━━━━━ 抜粋

新型コロナウイルスによる肺炎による死者が出て以来、もうすぐ1カ月が経つ。多くの中国人観光客が帰省したり、海外旅行に出る春節のタイミングと重なったことで、日中経済に大きな打撃を与えている。現在の中国の状況と今回の件が中国経済に与えるインパクトをまとめた。
新型コロナウィルス感染状況速報・中国全分布図
1.春節連休終了。新型肺炎の影響は、今どうなったのか
中国国家衛生健康委員会によると、2月6日0時現在、中国国内での新型コロナウイルスによる肺炎の感染者数は24434人、うち重症患者は3219人、完治者数は1019人、死者数は493人となり、2003年のSARSの死亡者数をすでに超えた。
また、感染源である武漢、湖北省では、同時点で、感染者数13522人、死者数は414人と状況はかなり深刻だ。これ以外にも、病院で診察を受け経過観察措置となっている人数は4万3121人となっており、今後も増える見込みと言われている。
今回の危機的状況を受けて、中国中央政府は1月27日、当初1月31日までとしていた春節休暇を2月2日まで延長すると発表。
北京と上海は、学校に対しては2月17日まで、企業に対しては、インフラ・医療・小売業を除く企業に対して、2月9日まで休暇の延長を求めており、ほとんどの企業は、3日から在宅勤務という形で対応しているという。

━━━━━━━━━━

[練習問題]
抜粋によると、新型肺炎が日中経済に大きな打撃を与えているのはなぜですか。1〜3文で説明してください。 この後に続く行は、上の抜粋とは関係がありません。

━━━━━ 抽出情報

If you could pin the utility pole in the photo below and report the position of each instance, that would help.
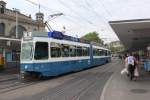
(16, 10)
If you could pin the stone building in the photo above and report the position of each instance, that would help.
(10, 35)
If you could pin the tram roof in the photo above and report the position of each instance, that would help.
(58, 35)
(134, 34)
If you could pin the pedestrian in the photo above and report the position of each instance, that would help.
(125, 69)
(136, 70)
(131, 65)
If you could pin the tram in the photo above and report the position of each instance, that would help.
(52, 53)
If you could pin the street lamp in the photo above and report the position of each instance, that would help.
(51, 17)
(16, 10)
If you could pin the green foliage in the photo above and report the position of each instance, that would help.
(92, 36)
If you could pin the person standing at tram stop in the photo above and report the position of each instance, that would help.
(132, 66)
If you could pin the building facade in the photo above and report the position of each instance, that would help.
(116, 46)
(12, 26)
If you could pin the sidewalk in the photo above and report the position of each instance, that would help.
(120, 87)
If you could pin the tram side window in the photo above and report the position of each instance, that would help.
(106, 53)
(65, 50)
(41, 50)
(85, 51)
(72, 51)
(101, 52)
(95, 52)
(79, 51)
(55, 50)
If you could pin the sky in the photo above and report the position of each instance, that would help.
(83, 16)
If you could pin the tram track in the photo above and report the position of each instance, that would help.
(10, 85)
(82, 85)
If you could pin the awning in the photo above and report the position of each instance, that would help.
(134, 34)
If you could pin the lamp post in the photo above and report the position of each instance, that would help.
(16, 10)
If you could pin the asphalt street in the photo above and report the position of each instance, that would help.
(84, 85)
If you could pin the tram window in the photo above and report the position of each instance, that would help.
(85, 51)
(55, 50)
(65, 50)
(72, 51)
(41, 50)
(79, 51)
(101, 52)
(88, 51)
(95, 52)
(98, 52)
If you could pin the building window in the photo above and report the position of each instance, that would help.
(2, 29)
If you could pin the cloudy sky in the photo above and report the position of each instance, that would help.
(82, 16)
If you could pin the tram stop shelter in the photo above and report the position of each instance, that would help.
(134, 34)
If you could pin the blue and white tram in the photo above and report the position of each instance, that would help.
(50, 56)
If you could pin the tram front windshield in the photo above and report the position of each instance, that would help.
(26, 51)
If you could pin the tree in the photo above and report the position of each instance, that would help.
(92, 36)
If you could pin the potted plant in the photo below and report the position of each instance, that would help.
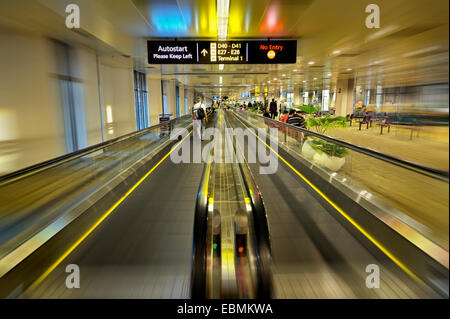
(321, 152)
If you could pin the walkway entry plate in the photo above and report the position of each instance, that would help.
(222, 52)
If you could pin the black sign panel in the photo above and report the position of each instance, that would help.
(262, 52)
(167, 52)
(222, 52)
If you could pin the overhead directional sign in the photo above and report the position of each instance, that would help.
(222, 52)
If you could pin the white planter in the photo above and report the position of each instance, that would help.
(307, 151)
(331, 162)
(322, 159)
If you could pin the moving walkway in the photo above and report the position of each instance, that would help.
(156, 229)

━━━━━━━━━━
━━━━━ 抽出情報

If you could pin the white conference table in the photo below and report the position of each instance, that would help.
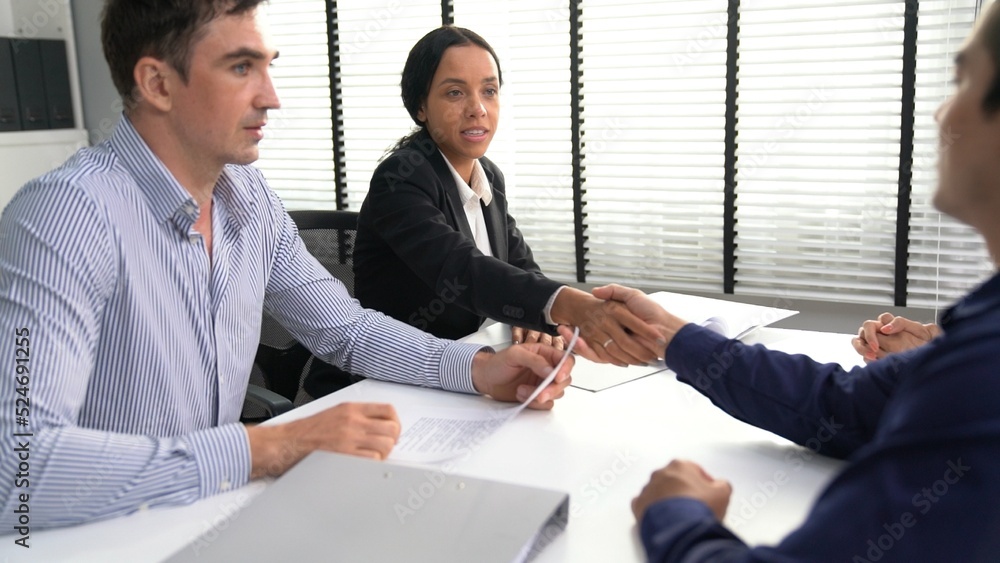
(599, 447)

━━━━━━━━━━

[解答]
多くの中国人観光客が帰省したり海外旅行に出たりする春節の時期と重なったためです。